Visite à Montréal du militant Maung Zarni

Aung San Suu Kyi « est complice d’un génocide »

L’ancienne opposante birmane et Prix Nobel de la paix Aung San Suu Kyi n’est pas seulement indifférente au sort des Rohingya, minorité musulmane de l’ouest de la Birmanie. Elle est carrément complice des exactions qui leur sont infligées, accuse le militant et chercheur d’origine birmane Maung Zarni.

Ce dernier appelle Ottawa à retirer à la dirigeante birmane son titre honorifique de citoyenne canadienne.

De passage à Montréal hier, Maung Zarni n’est pas le premier à blâmer Aung San Suu Kyi pour son attitude par rapport à l’exode des Rohingya, qui ont massivement fui la Birmanie au cours des trois derniers mois. Ce qui le distingue, c’est qu’il a longtemps soutenu la « lady » birmane dans sa lutte contre la dictature militaire.

Fondateur de la Coalition Birmanie libre, qui a porté la cause anti-junte à l’extérieur des frontières de la Birmanie, Maung Zarni dit avoir été inspiré par Aung San Suu Kyi. Il appartient, comme elle, à la majorité bouddhiste qui domine son pays. Mais aujourd’hui, il la dénonce sur toutes les tribunes.

Maung Zarni ne fait pas dans la dentelle. 

« C’est très troublant pour moi de constater que celle que l’on présente encore comme le seul espoir pour la Birmanie est complice d’un génocide », dénonce-t-il. 

Non, l’État de Rakhine, où vivent les Rohingya, n’est pas la proie d’un simple conflit entre deux groupes ethniques. Ce qui s’y passe depuis presque quatre décennies relève d’une lente tentative d’exterminer un peuple, affirme-t-il.

* **Informations fournies**:
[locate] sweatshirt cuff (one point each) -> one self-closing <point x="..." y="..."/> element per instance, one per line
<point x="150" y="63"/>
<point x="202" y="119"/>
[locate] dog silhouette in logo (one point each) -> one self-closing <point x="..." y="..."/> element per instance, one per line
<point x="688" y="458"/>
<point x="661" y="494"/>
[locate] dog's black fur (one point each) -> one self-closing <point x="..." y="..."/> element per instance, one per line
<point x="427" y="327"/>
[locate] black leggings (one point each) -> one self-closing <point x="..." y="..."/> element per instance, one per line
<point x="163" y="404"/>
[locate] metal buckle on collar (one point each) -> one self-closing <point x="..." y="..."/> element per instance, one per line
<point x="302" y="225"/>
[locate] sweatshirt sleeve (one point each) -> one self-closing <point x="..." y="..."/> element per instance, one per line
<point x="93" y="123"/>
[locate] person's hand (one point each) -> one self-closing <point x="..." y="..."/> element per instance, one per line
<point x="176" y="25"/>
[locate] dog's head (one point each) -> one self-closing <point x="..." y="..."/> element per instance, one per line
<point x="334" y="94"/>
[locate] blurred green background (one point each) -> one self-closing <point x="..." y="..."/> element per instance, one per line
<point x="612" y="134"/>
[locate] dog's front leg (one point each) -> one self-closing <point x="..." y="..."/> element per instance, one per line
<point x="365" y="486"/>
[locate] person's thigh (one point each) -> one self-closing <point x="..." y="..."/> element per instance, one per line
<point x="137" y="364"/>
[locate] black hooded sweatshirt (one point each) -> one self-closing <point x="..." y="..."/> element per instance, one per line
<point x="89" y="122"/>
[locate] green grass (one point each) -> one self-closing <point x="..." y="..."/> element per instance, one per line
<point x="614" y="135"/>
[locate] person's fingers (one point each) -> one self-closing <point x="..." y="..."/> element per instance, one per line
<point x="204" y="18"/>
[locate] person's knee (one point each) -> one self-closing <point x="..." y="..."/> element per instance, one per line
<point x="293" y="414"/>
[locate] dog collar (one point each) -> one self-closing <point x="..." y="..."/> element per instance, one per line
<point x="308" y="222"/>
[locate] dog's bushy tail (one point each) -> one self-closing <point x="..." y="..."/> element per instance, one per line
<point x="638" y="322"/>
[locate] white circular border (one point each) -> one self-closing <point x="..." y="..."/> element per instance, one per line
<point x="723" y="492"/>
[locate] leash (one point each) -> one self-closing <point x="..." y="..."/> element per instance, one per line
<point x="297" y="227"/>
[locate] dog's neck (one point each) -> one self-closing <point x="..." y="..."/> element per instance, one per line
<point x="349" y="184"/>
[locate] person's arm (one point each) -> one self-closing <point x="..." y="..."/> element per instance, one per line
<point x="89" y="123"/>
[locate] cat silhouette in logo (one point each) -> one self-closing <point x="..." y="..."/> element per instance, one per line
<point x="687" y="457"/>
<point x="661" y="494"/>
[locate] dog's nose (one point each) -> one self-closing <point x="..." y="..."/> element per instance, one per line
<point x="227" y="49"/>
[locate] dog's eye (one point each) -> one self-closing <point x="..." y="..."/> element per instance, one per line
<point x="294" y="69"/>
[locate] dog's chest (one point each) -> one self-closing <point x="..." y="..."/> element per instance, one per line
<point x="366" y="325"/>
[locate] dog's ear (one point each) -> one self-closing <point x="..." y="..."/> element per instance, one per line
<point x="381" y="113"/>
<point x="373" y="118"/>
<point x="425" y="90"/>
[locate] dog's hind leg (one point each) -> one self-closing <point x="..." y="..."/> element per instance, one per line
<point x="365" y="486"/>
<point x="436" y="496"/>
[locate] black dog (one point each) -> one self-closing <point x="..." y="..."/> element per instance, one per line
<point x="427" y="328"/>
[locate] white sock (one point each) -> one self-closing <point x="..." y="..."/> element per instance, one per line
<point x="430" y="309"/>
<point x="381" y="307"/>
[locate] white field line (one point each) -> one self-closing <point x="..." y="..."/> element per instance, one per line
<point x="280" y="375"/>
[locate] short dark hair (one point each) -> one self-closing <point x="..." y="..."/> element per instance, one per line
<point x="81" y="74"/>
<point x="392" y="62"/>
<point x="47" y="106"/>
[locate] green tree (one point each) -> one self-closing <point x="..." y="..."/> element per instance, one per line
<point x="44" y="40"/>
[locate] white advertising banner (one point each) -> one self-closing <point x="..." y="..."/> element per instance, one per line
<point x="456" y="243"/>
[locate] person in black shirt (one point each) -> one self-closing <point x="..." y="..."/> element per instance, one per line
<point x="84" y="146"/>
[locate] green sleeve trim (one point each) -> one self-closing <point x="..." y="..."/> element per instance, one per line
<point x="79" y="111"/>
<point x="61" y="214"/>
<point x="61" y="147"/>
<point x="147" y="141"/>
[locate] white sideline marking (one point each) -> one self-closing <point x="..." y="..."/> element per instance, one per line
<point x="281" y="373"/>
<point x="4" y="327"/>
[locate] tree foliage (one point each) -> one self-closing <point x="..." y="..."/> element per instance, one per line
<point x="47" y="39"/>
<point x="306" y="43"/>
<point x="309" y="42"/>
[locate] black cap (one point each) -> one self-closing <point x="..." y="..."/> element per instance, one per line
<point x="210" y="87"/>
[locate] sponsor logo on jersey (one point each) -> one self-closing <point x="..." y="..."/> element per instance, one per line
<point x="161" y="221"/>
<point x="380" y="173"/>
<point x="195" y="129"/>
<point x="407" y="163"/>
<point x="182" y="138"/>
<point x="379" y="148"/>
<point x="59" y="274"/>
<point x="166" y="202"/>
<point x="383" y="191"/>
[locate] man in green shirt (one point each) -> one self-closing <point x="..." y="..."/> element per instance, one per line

* **Travail demandé**:
Réécrivez le passage de l’article sur Maung Zarni compris entre « Ce dernier appelle » et « toutes les tribunes. », bornes comprises, en remplaçant « Ottawa » par « le gouvernement fédéral ».

* **Réponse proposée**:
Ce dernier appelle le gouvernement fédéral à retirer à la dirigeante birmane son titre honorifique de citoyenne canadienne.

De passage à Montréal hier, Maung Zarni n’est pas le premier à blâmer Aung San Suu Kyi pour son attitude par rapport à l’exode des Rohingya, qui ont massivement fui la Birmanie au cours des trois derniers mois. Ce qui le distingue, c’est qu’il a longtemps soutenu la « lady » birmane dans sa lutte contre la dictature militaire.

Fondateur de la Coalition Birmanie libre, qui a porté la cause anti-junte à l’extérieur des frontières de la Birmanie, Maung Zarni dit avoir été inspiré par Aung San Suu Kyi. Il appartient, comme elle, à la majorité bouddhiste qui domine son pays. Mais aujourd’hui, il la dénonce sur toutes les tribunes.